> _WHAT THIS TASK INVOLVES_: Please write out all of the material below, every line unchanged and in the same order.

-- start --

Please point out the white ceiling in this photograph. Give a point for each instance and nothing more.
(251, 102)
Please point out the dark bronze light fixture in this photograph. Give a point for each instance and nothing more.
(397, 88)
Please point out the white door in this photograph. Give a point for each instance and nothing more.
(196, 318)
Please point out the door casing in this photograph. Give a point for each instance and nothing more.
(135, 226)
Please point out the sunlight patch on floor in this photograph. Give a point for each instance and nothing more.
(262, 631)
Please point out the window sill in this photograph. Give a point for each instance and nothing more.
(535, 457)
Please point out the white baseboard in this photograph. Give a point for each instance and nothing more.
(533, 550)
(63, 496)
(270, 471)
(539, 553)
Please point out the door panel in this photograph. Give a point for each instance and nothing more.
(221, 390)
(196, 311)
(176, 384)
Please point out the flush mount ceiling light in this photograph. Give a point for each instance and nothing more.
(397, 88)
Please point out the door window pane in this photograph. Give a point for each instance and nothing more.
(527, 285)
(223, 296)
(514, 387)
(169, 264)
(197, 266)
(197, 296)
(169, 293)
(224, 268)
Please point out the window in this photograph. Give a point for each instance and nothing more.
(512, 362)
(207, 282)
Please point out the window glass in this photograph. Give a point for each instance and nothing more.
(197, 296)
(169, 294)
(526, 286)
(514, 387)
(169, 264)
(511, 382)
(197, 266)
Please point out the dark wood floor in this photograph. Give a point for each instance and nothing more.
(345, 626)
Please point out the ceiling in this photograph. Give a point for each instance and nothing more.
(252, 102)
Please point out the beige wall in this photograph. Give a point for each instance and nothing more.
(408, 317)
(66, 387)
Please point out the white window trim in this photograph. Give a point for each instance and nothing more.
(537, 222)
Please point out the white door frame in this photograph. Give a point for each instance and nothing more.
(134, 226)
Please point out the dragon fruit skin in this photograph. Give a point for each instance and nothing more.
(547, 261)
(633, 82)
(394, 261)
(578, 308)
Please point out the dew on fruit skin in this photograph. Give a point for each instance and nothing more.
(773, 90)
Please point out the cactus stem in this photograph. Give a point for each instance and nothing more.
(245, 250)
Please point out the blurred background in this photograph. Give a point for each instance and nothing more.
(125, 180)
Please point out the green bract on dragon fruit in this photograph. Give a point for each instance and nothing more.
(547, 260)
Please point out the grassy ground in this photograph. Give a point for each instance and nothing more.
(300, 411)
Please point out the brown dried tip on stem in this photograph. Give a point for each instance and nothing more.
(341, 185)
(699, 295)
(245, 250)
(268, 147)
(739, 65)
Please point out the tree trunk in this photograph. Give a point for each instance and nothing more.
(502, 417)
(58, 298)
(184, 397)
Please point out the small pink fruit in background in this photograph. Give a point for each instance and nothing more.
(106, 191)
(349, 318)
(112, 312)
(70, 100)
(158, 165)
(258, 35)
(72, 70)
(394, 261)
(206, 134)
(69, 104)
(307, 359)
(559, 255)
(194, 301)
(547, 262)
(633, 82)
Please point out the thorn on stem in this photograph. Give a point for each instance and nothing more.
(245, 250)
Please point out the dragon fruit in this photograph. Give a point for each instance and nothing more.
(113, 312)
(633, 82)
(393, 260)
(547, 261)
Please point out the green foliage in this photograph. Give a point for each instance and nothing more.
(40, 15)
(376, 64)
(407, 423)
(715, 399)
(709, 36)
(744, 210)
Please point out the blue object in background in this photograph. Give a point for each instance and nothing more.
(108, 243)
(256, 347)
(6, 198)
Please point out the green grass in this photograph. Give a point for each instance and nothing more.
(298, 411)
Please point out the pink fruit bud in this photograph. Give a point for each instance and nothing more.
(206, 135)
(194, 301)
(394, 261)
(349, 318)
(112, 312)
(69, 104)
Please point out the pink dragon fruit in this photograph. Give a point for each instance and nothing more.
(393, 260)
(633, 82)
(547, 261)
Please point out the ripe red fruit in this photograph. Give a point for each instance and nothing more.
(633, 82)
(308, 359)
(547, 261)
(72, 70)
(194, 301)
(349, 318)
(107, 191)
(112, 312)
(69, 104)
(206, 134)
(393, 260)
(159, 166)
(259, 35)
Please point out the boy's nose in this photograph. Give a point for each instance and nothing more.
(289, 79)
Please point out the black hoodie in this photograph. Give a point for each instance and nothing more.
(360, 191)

-- end --

> _WRITTEN SOLUTION_:
Please point out the white ceiling in this photograph. Give a point for each instance and nothing more.
(251, 102)
Please point out the dark bronze light fixture in this photograph. Give a point for each instance and nothing more.
(397, 88)
Please point out the white door in this photograph. Give a point for each instance and nothing more.
(196, 318)
Please point out the door casing in this photograph. Give a point for each instance and nothing more.
(135, 226)
Please point out the sunlight patch on floor in this photograph. Give a point for each instance and nothing more.
(262, 631)
Please point out the window sill in this photograph. Give a point for each instance and nothing more.
(535, 457)
Please point out the white baseboard in this photograph. Give a point for each instance and nothing more.
(533, 550)
(63, 496)
(270, 471)
(539, 553)
Please point out the door panel in this photograph. Give a point for each instance and nothing more.
(221, 390)
(196, 311)
(176, 384)
Please point out the flush mount ceiling light in this photograph. Give a point for each instance and nothing more.
(397, 88)
Please point out the door window pane in this photograph. Give a point for each instance and nothing more.
(527, 285)
(223, 296)
(514, 387)
(169, 264)
(197, 266)
(197, 296)
(169, 293)
(224, 268)
Please point out the window in this photograph. Give a point for each instance and nothing more.
(512, 362)
(207, 282)
Please point out the window glass in this photograph. Give a point for each instance and nothing more.
(197, 296)
(169, 294)
(526, 286)
(514, 387)
(169, 264)
(511, 382)
(197, 266)
Please point out the dark wood floor in this photograph. Give a point for each instance and nothing more.
(345, 626)
Please point out the ceiling in this photograph. Give a point for each instance and nothing more.
(252, 102)
Please point out the beige wall in this photograph. Give a point for each instance and nothing more.
(408, 317)
(66, 387)
Please point out the white window trim in this photograph. Give a point for each instance and nothing more.
(537, 222)
Please point out the white door frame in this photograph. Give a point for each instance and nothing more.
(134, 226)
Please point out the dragon fruit skin in this photograph. Give a point for each instance and nothing more.
(547, 261)
(633, 82)
(394, 261)
(578, 308)
Please point out the dew on fruit skin in this photograph. Give a point for each instance and nothing more.
(773, 90)
Please point out the cactus stem in this photograph. Give a point for each instance and nothing more.
(245, 250)
Please point out the blurred background in this photograph. Give a point for each instance and nothing more.
(125, 180)
Please point out the green bract on dragon fruit in this photograph. Give a point for each instance and nothing more.
(547, 260)
Please point out the grassy ground in this photograph. Give a point for each instance and nothing more.
(300, 411)
Please point out the brown dried tip on stem in this photograph. Give a point for each instance and nothing more.
(341, 185)
(699, 295)
(245, 250)
(268, 147)
(739, 65)
Please point out the tree trunk in this photograph. Give a point for each instance and nothing more.
(502, 417)
(58, 298)
(184, 397)
Please point out the small pink fruit in background in this photograph. Give a point for each instance and nothing more.
(106, 191)
(349, 318)
(112, 312)
(70, 100)
(158, 165)
(258, 35)
(72, 70)
(394, 261)
(206, 134)
(69, 104)
(307, 359)
(559, 255)
(194, 301)
(547, 262)
(633, 82)
Please point out the thorn on stem in this photograph. Give a point for each instance and nothing more.
(245, 250)
Please point out the dragon fruit in this photograph. Give a point for each instance and nothing more.
(113, 312)
(633, 82)
(393, 260)
(547, 261)
Please point out the green foliage in this photograph. Give a point for each instance and nothing more.
(40, 15)
(376, 64)
(407, 423)
(715, 399)
(709, 36)
(744, 210)
Please point out the blue object in background in this photograph. Give a point for each instance and nothing more.
(108, 243)
(256, 347)
(6, 198)
Please point out the green grass in this photograph. Give a point for each instance and nothing more.
(298, 411)
Please point out the pink fruit bud in this photograph. Give a point for each instance and nothing more.
(206, 135)
(194, 301)
(394, 261)
(349, 318)
(112, 312)
(69, 104)
Please point out the pink dragon fruit in this photograph. Give a point for each instance and nothing more.
(393, 260)
(633, 82)
(547, 261)
Please point out the ripe red fruit in this photograph. Give a point for each instance and nothing more.
(633, 82)
(308, 359)
(547, 261)
(72, 70)
(194, 301)
(349, 318)
(107, 191)
(112, 312)
(69, 104)
(206, 134)
(393, 260)
(159, 166)
(259, 35)
Please point out the boy's nose in this photograph. Give a point for each instance and nothing more.
(289, 79)
Please point out the black hoodie in this photograph. Give a point for each instance and nothing more.
(360, 191)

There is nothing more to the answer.